Muscadine and Scuppernong grapes grow wild in the Southeastern United States and were first discovered by European colonists in 1584 at Sir Walter Raleigh’s North Carolinian colony. These grapes have remained a highly prized delicacy in the south even to this day.

Ripening in the late summer and early fall, Muscadines are right in time for making holiday meals extra special. Try substituting a Muscadine Sauce or Bread Recipe for the typical cranberry fare at Thanksgiving time, or enjoy these wonderful Muscadine jelly and syrup recipes all year ‘round.

Scuppernong or Muscadine Jelly

Ingredients

  • 5 cups prepared Jelly Stock
  • 1 box powdered pectin
  • 1 tablespoon lemon juice
  • 7 cups sugar (see sugarless option, below)

Instructions

  1. Pour jelly stock into a large 8 – 10 quart stainless steel or enamel pot.

GOALS:
A - List every ingredient in the muscadine jelly recipe above.
B - According to the muscadine passage, in what year did European colonists first discover these grapes?
C - Repeat word for word the part of the muscadine passage that opens with the words containing "Muscadine and Scuppernong" and closes with "to this day.".

DATASET EXTRACT:
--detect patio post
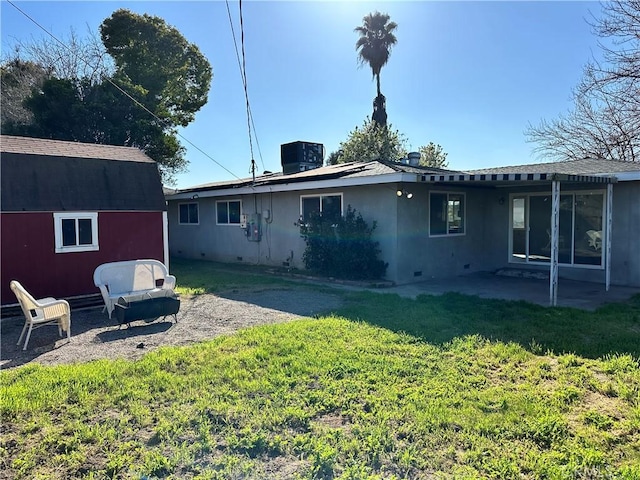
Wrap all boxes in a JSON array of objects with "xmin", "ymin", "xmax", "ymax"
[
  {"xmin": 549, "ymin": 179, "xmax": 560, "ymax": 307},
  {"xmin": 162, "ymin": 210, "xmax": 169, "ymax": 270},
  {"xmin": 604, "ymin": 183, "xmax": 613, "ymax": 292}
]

==

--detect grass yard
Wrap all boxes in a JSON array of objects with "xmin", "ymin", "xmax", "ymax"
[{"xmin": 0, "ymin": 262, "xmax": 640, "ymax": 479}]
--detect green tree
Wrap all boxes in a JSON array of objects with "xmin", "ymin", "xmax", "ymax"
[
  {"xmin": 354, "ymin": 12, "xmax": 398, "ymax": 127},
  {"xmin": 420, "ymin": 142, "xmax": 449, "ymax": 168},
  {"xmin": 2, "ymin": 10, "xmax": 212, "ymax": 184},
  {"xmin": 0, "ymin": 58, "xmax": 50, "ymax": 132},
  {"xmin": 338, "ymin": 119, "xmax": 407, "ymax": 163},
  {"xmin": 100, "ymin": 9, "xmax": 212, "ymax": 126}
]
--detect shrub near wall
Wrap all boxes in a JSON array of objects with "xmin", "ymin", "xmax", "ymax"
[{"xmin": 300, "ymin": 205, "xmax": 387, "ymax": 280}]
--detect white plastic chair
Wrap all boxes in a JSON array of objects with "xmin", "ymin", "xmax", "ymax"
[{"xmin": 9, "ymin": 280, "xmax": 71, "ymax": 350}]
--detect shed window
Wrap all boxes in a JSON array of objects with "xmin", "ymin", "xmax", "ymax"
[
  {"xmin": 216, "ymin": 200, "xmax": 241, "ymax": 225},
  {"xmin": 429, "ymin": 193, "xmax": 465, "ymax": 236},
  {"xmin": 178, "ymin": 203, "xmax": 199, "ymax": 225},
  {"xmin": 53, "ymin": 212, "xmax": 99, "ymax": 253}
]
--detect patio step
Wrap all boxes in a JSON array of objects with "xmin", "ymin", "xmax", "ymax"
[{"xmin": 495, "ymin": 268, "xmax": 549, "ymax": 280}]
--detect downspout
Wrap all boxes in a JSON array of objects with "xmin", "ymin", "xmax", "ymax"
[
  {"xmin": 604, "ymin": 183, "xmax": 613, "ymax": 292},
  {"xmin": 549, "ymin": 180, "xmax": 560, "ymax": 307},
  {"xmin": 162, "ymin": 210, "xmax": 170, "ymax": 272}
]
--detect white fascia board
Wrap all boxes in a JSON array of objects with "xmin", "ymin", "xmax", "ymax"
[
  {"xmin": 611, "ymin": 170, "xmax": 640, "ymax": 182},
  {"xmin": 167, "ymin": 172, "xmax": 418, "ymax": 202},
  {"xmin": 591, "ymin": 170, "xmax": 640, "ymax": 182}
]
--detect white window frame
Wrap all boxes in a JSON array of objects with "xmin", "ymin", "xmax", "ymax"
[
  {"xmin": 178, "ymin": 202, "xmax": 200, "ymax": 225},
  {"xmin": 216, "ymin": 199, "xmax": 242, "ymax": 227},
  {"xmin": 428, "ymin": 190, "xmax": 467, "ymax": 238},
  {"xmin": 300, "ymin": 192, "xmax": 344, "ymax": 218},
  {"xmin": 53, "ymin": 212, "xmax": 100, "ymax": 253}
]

ANSWERS:
A -
5 cups prepared Jelly Stock
1 box powdered pectin
1 tablespoon lemon juice
7 cups sugar

B - 1584

C -
Muscadine and Scuppernong grapes grow wild in the Southeastern United States and were first discovered by European colonists in 1584 at Sir Walter Raleigh’s North Carolinian colony. These grapes have remained a highly prized delicacy in the south even to this day.